** SET PROBLEM **
Copy out every line of the records below that contains the string "overall".

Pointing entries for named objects

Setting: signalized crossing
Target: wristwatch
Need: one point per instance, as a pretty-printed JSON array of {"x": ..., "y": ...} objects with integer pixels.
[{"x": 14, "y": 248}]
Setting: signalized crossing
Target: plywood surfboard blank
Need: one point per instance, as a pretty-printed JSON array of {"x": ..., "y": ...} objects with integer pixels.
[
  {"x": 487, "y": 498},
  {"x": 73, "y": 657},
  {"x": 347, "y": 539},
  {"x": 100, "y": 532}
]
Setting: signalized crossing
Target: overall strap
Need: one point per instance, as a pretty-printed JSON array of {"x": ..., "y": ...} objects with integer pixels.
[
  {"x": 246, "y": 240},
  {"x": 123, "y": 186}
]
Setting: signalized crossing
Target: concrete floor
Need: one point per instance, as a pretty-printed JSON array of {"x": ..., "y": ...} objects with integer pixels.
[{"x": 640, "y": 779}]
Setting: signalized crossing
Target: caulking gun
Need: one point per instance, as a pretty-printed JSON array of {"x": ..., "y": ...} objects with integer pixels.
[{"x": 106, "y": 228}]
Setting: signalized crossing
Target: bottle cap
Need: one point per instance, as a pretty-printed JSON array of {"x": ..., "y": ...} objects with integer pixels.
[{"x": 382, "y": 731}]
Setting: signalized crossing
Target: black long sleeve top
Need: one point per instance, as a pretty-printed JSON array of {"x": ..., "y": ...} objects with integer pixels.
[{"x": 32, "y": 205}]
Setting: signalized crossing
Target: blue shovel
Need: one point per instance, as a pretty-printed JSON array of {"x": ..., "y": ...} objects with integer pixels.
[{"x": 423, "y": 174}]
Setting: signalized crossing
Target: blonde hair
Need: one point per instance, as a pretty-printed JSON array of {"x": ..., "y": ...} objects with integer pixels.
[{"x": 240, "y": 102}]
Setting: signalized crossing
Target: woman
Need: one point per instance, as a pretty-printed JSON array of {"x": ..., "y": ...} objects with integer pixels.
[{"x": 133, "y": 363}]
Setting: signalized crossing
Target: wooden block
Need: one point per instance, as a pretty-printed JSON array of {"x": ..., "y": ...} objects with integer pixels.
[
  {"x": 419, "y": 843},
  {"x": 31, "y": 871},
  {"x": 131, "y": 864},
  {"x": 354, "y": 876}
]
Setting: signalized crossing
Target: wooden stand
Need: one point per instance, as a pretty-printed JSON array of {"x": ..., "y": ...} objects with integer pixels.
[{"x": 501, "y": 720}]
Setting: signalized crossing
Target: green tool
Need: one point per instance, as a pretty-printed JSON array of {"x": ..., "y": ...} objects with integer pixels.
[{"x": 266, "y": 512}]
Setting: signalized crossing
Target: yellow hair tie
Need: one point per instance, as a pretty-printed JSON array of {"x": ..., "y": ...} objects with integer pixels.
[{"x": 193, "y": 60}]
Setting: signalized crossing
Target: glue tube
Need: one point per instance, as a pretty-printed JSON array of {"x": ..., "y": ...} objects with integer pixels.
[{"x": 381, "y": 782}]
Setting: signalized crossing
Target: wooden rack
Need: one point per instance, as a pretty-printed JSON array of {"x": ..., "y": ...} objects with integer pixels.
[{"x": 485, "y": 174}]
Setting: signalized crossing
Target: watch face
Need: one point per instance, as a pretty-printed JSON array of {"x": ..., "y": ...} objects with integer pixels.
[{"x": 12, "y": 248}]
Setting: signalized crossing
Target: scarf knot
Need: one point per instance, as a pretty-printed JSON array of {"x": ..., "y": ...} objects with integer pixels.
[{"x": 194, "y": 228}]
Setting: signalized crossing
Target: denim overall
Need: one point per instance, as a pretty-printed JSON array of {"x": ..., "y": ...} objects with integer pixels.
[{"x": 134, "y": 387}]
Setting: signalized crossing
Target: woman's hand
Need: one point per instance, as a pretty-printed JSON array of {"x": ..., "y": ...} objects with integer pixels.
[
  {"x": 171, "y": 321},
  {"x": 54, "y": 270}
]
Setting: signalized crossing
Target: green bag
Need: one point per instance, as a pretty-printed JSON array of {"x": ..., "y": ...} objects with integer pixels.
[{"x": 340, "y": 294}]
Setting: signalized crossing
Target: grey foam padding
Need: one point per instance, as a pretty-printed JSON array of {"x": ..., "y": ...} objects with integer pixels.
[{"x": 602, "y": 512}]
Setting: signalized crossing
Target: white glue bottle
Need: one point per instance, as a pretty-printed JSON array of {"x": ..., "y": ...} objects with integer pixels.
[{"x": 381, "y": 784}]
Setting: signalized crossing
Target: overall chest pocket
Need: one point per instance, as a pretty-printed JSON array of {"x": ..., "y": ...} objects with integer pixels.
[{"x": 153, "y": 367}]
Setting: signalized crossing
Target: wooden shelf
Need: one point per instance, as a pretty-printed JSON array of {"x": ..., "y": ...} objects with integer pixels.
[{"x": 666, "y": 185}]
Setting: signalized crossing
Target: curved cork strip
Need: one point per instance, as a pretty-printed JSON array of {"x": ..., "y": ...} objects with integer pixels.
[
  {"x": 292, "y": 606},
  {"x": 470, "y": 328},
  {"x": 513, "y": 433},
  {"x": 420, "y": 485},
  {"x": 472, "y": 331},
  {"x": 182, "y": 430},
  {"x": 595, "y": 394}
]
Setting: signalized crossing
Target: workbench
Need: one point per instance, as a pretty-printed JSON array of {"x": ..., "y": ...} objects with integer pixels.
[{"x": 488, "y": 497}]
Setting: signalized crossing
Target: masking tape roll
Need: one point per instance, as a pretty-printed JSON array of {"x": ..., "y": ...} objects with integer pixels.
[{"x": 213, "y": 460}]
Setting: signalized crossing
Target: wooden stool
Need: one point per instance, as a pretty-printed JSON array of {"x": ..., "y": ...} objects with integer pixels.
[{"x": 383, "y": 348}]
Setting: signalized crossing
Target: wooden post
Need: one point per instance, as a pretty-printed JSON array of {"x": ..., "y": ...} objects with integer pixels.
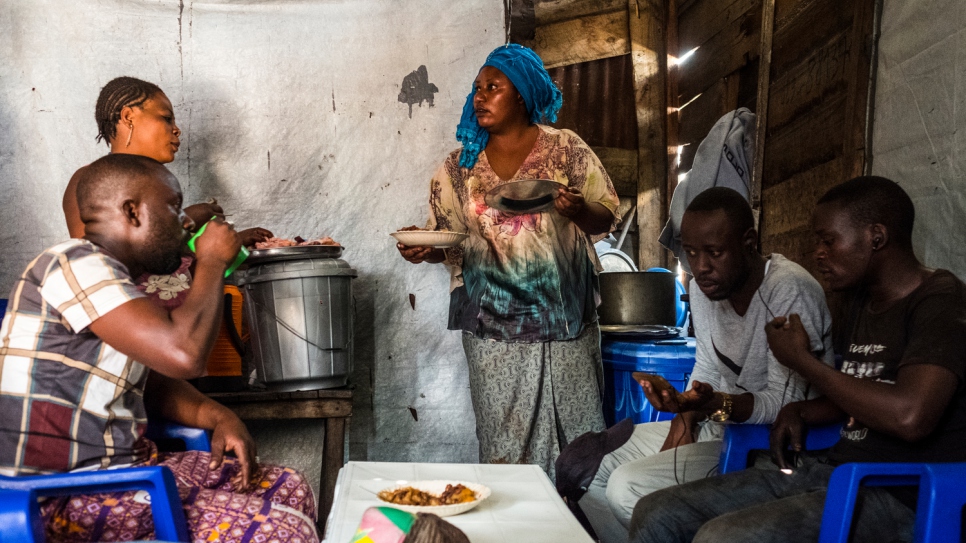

** REPLY **
Target: overall strap
Target: denim overall
Target: overall chest pocket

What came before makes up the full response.